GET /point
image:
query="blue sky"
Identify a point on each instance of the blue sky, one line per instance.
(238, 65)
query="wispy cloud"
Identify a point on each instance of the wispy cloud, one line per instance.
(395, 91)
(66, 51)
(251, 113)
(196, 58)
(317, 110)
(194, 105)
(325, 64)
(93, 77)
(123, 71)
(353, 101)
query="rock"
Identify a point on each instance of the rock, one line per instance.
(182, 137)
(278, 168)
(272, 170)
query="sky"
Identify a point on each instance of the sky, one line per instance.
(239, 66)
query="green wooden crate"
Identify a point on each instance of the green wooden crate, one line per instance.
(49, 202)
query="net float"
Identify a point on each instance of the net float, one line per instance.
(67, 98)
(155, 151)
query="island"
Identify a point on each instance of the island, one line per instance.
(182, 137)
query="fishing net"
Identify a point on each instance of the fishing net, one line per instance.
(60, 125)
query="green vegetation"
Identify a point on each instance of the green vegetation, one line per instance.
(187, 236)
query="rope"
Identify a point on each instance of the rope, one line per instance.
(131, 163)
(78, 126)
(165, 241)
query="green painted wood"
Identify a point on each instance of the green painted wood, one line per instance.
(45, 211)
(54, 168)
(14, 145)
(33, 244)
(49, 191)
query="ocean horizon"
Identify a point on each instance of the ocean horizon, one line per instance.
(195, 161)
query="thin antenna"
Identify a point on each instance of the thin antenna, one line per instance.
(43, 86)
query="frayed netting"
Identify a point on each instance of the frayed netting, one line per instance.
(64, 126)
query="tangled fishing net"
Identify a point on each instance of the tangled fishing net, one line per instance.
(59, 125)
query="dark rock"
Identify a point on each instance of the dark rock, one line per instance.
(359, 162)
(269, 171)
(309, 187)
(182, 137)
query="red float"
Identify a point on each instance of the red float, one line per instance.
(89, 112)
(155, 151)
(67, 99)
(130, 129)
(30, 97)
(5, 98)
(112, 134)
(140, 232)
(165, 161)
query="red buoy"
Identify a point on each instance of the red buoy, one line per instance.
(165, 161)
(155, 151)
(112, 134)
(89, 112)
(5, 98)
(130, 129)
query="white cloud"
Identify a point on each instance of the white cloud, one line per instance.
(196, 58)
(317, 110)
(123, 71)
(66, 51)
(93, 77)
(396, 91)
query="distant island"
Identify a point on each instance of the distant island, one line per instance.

● ● ● ●

Description of the task = Set every line of the listing down word for word.

Answer for the task =
GET /point
image:
query="blue sky"
Identify a point on each instance of the blue sky, one line per instance.
(238, 65)
query="wispy cloud"
Identify a point on each instance of the wispy cloud, one line per instance.
(395, 91)
(66, 51)
(251, 113)
(196, 58)
(317, 110)
(194, 105)
(325, 64)
(93, 77)
(123, 71)
(353, 101)
query="rock"
Identify a point on each instance of the rock, one line per instance.
(182, 137)
(278, 168)
(272, 170)
query="sky"
Identify a point on each instance of the sky, one line per instance.
(239, 66)
query="green wooden crate"
Identify a point on each instance of the green wooden crate, one line per instance.
(49, 202)
query="net float"
Identify a point on each instance of the net float, one line per instance.
(67, 98)
(155, 151)
query="island"
Identify a point on each instance of the island, one line per instance.
(182, 137)
query="fishing net"
Identify a point on each instance of the fishing net, one line per instance.
(60, 125)
query="green vegetation"
Identify a point on each instance of the green vegetation, one line per instance.
(187, 236)
query="rope"
Identify a point on each instance of the rope, one line per instance.
(131, 163)
(78, 126)
(165, 241)
query="green painted wood"
Identify a point on each instance of the green painted wood, one line per instance.
(45, 211)
(54, 168)
(14, 145)
(33, 244)
(49, 191)
query="ocean horizon"
Identify a point on each instance of the ocean horizon, one line per instance.
(195, 161)
query="thin antenna"
Identify a point on each instance of the thin antenna, one line per instance.
(43, 86)
query="frayed netting"
Identify a point on each instance of the frayed netting, one line per instance.
(64, 126)
query="tangled fishing net"
Identify a point on each instance of the tangled fishing net, one line per instance.
(59, 125)
query="dark rock"
Identify a point on each instance of the dark rock, one line per instance.
(359, 162)
(269, 171)
(309, 187)
(182, 137)
query="red float"
Identify a point on each instance of the red float, one line per instance.
(89, 112)
(155, 151)
(67, 99)
(130, 129)
(30, 97)
(5, 98)
(112, 134)
(140, 232)
(165, 161)
query="red buoy"
Identify a point on each instance of the red buoy, one line per instance.
(165, 161)
(155, 151)
(112, 134)
(89, 112)
(5, 98)
(130, 129)
query="white cloud"
Identify a point on each instance of the white cloud, one line per instance.
(196, 58)
(317, 110)
(123, 71)
(66, 51)
(93, 77)
(396, 91)
query="distant island"
Identify a point on each instance of the distant island, one line per instance.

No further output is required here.